*PROMPT*.
Your task is to reproduce the listing exactly, without its images.

*RECORDS TO PROCESS*.
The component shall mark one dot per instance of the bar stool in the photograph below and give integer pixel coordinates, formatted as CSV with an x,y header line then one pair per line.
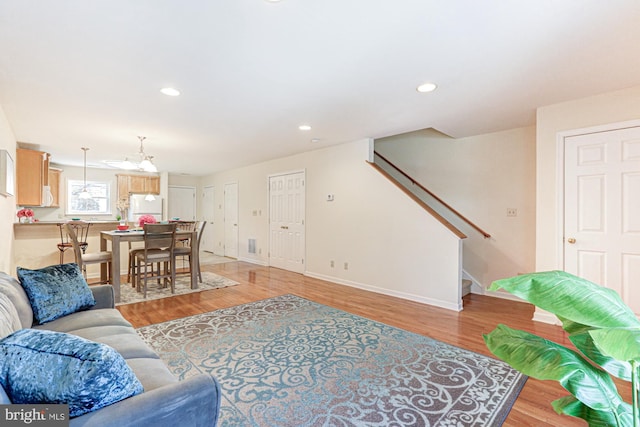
x,y
82,231
103,257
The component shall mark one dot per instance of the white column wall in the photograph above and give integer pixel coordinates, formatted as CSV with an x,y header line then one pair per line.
x,y
7,203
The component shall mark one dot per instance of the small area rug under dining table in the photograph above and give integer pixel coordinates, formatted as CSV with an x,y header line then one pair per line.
x,y
288,361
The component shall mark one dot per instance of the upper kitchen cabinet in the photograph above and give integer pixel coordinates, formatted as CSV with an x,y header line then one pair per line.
x,y
32,178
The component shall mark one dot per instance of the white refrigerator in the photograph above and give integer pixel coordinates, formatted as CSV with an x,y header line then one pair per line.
x,y
138,206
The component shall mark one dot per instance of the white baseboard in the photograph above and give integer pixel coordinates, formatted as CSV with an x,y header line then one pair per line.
x,y
545,317
254,261
389,292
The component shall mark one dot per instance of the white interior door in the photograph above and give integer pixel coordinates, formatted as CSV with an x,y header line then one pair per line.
x,y
208,208
231,220
286,221
182,203
602,210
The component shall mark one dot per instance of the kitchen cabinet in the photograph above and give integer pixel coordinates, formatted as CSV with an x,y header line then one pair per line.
x,y
136,184
54,185
32,174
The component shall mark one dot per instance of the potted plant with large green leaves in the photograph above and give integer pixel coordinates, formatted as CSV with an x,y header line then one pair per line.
x,y
599,324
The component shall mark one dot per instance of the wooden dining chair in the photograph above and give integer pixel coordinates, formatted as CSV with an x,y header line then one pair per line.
x,y
186,250
83,259
159,242
82,232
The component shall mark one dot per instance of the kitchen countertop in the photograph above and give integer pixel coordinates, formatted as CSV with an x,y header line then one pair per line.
x,y
62,221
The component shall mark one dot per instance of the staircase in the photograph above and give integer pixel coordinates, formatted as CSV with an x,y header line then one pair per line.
x,y
447,215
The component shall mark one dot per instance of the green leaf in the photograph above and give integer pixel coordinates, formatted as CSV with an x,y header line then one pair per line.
x,y
619,343
617,368
571,297
546,360
569,405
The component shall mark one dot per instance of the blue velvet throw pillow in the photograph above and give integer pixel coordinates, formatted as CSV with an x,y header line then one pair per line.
x,y
38,366
56,291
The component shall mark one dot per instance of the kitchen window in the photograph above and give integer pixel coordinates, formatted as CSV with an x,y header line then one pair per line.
x,y
98,204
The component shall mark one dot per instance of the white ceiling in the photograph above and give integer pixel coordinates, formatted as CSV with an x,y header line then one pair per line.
x,y
79,73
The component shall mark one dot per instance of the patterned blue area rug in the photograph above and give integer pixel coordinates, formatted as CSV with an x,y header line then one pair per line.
x,y
287,361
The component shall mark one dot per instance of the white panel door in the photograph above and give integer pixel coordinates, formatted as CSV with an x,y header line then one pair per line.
x,y
208,208
231,220
602,210
286,219
182,203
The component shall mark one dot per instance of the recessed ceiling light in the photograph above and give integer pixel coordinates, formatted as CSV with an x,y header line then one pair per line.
x,y
426,87
169,91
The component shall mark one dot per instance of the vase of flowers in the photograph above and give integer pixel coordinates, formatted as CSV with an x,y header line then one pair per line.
x,y
25,215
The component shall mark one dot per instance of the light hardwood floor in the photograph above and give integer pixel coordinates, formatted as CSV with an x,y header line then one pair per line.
x,y
464,329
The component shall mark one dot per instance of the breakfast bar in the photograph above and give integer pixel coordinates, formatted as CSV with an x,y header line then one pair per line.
x,y
117,237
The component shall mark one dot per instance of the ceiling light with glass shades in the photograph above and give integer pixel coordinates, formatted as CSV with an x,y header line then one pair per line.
x,y
144,163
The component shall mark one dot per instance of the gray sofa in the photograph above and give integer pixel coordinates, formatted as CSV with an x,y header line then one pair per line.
x,y
165,401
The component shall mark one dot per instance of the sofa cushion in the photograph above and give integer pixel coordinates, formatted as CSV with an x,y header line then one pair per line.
x,y
152,373
86,319
56,291
9,318
39,366
12,288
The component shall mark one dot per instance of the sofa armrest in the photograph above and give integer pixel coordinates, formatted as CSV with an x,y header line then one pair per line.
x,y
103,295
192,402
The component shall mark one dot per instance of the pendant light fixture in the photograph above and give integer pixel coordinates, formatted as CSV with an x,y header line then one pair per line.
x,y
85,194
146,164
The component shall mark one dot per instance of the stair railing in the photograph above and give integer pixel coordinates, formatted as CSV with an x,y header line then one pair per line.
x,y
432,195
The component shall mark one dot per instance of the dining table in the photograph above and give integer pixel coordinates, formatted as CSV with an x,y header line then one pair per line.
x,y
117,237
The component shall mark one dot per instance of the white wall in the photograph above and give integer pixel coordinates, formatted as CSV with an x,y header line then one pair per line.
x,y
480,177
392,246
7,203
607,108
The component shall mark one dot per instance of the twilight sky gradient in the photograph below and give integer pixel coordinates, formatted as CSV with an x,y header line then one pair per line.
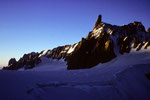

*RESPONSE BELOW*.
The component shall mark one dot per instance of the bar stool in the photograph below and give integer pixel coordinates, formatted as CSV with an x,y header line then one pair per line.
x,y
82,231
103,257
The component shall mark one dot per instance of the white column wall in the photograph above and give integer pixel coordinates, formatted as CSV with an x,y header line then one pair per line.
x,y
7,203
The component shall mark one dot per instance of the small area rug under dining table in the photograph above and give integer pixel coordinates, formatted as CSV with an x,y header line then one pair per line.
x,y
288,361
The component shall mark one dot per instance of the upper kitchen cabinet in the photograph above and give integer pixel coordinates, formatted as CSV with an x,y header line then one pair per line.
x,y
32,178
The component shall mark one dot per instance of the white refrigerator in the photograph above and give integer pixel coordinates, formatted as CSV with an x,y header line then one pair per line.
x,y
138,206
The component shall mark one dot per instance of the white baseboard in the photograph above and give integer pixel coordinates, formatted as CSV with an x,y header line then one pair per line.
x,y
545,317
254,261
389,292
The component shall mark one dot per instance of the white interior door in the photograph above and give integer pixel coordinates, formatted as CSV with an x,y header line then one pair per line.
x,y
208,208
231,220
286,221
182,203
602,210
The component shall mark one dot per instance of the kitchen cabinet in the photograph above and give integer pixel coordinates, formatted as CSV with an x,y header line then one pair per line.
x,y
136,184
54,185
32,174
The component shall mark one dot per instance of the potted plant with large green leaves in the photograph above and give integer pixel coordinates, formatted as CSV with an x,y header line then one pair per line.
x,y
599,324
The component shall mark one dot per instance of the wooden dining chair in the photograph above and give integer pixel coordinates, formatted as CSV with an x,y header line then one pair per line.
x,y
186,250
83,259
159,242
82,232
The component shall mark one dot per instance of the kitchen countertop in the photograph above and give integer pixel coordinates, formatted as CSV with an x,y header line then one pair per line.
x,y
62,221
The component shall mark one dot per instance of the staircase in the photograph above and give integer pixel coordinates, formatted as CSV with an x,y header line then one pair per line.
x,y
447,215
The component shall mark one dot per instance of the green leaf in the photograph above and give integer pixel coordinates, formatted as CSV with an x,y header line then one pair per line.
x,y
619,343
617,368
571,297
546,360
569,405
The component shall mark one dot per instance of the blue velvet throw pillow in the photograph above and give integer pixel coordinates, formatted as CSV with an x,y header line then one pair per line.
x,y
38,366
56,291
The component shall mark one dot per instance of the kitchen window in the photograph above and give integer pixel coordinates, formatted as CSV with an x,y header line then one pair per line.
x,y
98,204
The component shall mark one dot per instance of the white ceiling in the photograph above and give integer pixel coordinates, formatted as CSV with an x,y header line then one pair per line.
x,y
79,73
The component shall mark one dot per instance of the patterned blue area rug in the photograph above and give integer pixel coordinates, formatted as CSV with an x,y header line then one pair per line.
x,y
287,361
The component shall mark one dot per instance of the white panel door in the photograph above and give integer pixel coordinates, formatted as CSV with an x,y header line then one pair per line.
x,y
208,208
231,220
602,210
286,219
182,203
The component shall mark one dot per instance of the recessed ceiling light in the photograph above and give integer pixel coordinates, formatted as CSV with an x,y header line then one pair per line.
x,y
426,87
169,91
The component shall mark one dot per instance of the vase of flowers in the photograph above and give integer pixel coordinates, formatted as CSV with an x,y header line then one pair per line.
x,y
25,215
The component shall mark one dot per instance of the light hardwood floor in the photograph above and give integer pixel coordinates, formatted as CSV with an x,y header line then one pair per line.
x,y
464,329
The component shall mark one dot per instance of the breakfast bar in the photograph above and give integer pixel coordinates, formatted as CSV with an x,y header line then one pair per line.
x,y
117,237
The component shall mark one dot per instance of the ceiling light with glass shades in the photograph above and give integer pixel coordinates, formatted as CSV with an x,y header line then one pair per line.
x,y
144,163
The component shall mark one dot per instance of the gray sofa in the photograph above and give integer pixel coordinates, formatted as CSV with an x,y header line then one pair per line.
x,y
165,401
The component shall mark one dot per instance of the sofa cushion in the photograph above and give integer pixel coordinates, formatted as CSV with an x,y header line then one pair per line.
x,y
152,373
86,319
56,291
9,318
39,366
12,288
The component shall mark one dot per instance of the sofa armrest in the photograph above and give integer pixel coordinates, formatted as CSV with an x,y header line then one pair per line.
x,y
103,295
192,402
The component shall mark one dot per instance of the pendant light fixture in the photograph above and give integer pixel coordinates, formatted as CSV with an x,y header line then one pair per line.
x,y
85,194
146,164
The component shall mark one dot per instance of the stair railing in the photograph above and give integer pixel coordinates, formatted as CSV with an x,y header line then one pair per line.
x,y
432,195
The component shall mark one dot per instance of the dining table in the photograph above and give integer pixel coordinates, formatted as CSV with an x,y header line then one pair per line.
x,y
117,237
The component shall mark one dot per instance of the white wall in the photograph above and give integer pixel coordinates, formatted as CSV with an x,y header line then one pair per line.
x,y
480,177
392,246
7,203
607,108
The component shall mark one dot per instance of the twilight sky gradient in the photograph below and give integer pixel coordinates, formatted as CSV with an x,y header line then one pair per line.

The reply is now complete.